▸ The request: What does the Rdatasets package page say installing the optional nanoparquet dependency provides?

▸ Extract to read:
The Rdatasets Archive is a language-agnostic website that hosts thousands of datasets in CSV format. These datasets can be freely downloaded from the website (with documentation), or from any data analysis environment.
The present page describes a package for R
that provides a simple interface to search, download, and view documentation for datasets stored in both CSV and Parquet formats.
Installation
You can install the development version of Rdatasets from GitHub with:
remotes::install_github("vincentarelbundock/Rdatasets")
# optional dependency: faster downloads and less bandwidth
install.packages("nanoparquet")
rdsearch()
Search for datasets
Use rdsearch()
to find datasets by name, package, or title:
library(Rdatasets)
library(tinytable)
# Search all fields (default behavior)
rdsearch(pattern = "iris") |> head()
#> Package Dataset Title Rows Cols n_binary n_character n_factor n_logical n_numeric CSV Doc
#> 1010 datasets iris Edgar Anderson's Iris Data 150 5 0 0 1 0 4 https://vincentarelbundock.github.io/Rdatasets/csv/datasets/iris.csv https://vincentarelbundock.github.io/Rdatasets/doc/datasets/iris.html
#> 1011 datasets iris3 Edgar Anderson's Iris Data 50 12 0 0 0 0 12 https://vincentarelbundock.github.io/Rdatasets/csv/datasets/iris3.csv https://vincentarelbundock.github.io/Rdatasets/doc/datasets/iris3.html
# Case-insensitive search for datasets about the Titanic
rdsearch(pattern = "(?i)TITANIC", perl = TRUE)[, 1:4]
#> Package Dataset Title Rows
#> 698 carData TitanicSurvival Survival of Passengers on the Titanic 1309
#> 769 causaldata titanic Data from the sinking of the Titanic 2201
#> 803 COUNT titanic titanic 1316
#> 804 COUNT titanicgrp titanicgrp 12
#> 1057 datasets Titanic Survival of passengers on the Titanic 32
#> 2918 Stat2Data Titanic Passengers on the Titanic 1313
#> 3274 vcd Lifeboats Lifeboats on the Titanic 18
#> 3330 vcdExtra Titanicp Passengers on the Titanic 1309
# Search only in package names
rdsearch(pattern = "ggplot2movies", field = "package")

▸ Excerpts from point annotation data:
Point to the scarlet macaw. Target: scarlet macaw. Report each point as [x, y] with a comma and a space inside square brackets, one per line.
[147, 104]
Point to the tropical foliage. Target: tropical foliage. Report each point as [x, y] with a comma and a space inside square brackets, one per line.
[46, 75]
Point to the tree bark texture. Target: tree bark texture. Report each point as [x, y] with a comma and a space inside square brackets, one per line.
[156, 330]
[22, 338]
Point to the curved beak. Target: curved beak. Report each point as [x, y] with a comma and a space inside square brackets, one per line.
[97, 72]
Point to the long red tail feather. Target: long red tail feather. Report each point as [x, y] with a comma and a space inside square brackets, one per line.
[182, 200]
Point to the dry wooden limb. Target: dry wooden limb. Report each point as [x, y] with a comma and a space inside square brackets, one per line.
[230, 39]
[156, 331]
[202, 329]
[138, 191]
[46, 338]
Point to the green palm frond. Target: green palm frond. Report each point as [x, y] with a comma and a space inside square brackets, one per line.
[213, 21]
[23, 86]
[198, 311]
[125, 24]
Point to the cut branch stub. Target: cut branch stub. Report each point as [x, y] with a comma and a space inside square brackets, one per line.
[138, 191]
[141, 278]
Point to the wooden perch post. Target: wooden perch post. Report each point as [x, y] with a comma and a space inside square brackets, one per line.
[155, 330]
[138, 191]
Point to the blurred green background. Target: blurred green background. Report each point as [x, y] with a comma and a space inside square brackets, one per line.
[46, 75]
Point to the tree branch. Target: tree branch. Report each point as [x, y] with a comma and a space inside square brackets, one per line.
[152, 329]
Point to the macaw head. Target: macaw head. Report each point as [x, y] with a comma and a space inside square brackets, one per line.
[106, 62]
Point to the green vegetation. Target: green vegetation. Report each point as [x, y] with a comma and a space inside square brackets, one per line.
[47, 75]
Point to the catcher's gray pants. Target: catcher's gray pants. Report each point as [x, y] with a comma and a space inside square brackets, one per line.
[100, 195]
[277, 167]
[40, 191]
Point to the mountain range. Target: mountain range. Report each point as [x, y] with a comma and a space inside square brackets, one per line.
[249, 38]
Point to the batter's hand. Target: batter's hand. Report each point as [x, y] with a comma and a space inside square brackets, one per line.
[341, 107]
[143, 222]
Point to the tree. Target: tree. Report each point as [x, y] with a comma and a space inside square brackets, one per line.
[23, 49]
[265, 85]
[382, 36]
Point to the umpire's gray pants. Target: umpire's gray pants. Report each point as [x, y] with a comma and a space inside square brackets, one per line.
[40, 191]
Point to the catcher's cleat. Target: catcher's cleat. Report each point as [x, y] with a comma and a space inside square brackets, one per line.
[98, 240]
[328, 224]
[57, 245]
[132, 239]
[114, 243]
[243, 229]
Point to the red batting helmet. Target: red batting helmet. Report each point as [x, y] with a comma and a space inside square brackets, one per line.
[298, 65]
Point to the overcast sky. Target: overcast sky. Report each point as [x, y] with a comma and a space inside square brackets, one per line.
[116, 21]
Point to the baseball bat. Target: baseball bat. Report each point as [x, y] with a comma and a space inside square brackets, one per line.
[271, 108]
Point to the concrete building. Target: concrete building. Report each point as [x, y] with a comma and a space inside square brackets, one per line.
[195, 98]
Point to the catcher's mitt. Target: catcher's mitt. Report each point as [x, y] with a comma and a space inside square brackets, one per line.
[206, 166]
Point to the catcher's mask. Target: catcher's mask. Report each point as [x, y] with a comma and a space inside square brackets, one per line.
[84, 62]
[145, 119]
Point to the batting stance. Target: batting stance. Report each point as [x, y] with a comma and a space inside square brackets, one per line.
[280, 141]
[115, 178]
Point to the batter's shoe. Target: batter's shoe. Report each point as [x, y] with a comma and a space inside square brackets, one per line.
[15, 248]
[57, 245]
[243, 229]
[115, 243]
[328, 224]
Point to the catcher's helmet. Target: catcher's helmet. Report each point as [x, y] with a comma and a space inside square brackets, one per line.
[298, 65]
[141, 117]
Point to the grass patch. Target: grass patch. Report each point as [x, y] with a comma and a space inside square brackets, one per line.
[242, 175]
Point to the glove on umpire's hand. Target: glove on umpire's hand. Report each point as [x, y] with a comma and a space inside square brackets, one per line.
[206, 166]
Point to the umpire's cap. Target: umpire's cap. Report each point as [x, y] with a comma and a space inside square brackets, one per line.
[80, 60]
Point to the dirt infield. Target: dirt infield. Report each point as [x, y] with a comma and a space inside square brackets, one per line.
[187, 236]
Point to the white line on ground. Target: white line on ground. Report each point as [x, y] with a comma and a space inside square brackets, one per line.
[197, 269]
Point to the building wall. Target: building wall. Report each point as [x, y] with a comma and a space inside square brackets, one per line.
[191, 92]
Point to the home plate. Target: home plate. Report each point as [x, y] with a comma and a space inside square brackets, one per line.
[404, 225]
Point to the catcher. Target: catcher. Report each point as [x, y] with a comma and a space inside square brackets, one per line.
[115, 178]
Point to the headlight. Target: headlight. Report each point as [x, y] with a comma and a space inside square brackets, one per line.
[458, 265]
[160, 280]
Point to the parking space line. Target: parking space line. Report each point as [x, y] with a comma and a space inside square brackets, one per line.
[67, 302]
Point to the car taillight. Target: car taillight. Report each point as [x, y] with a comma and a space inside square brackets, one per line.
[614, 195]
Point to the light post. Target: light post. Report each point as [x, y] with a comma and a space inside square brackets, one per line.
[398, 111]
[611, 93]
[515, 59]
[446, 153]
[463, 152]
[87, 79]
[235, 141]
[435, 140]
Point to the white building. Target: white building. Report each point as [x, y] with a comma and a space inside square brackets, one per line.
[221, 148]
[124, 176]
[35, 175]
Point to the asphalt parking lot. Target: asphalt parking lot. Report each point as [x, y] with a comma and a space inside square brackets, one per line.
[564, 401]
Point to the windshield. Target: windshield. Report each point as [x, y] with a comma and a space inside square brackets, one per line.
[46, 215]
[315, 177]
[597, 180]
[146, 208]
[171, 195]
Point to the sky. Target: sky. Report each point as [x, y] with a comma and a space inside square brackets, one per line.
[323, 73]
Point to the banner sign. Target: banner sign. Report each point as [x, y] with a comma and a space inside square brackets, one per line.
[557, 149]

▸ Complete answer: Faster downloads and less bandwidth.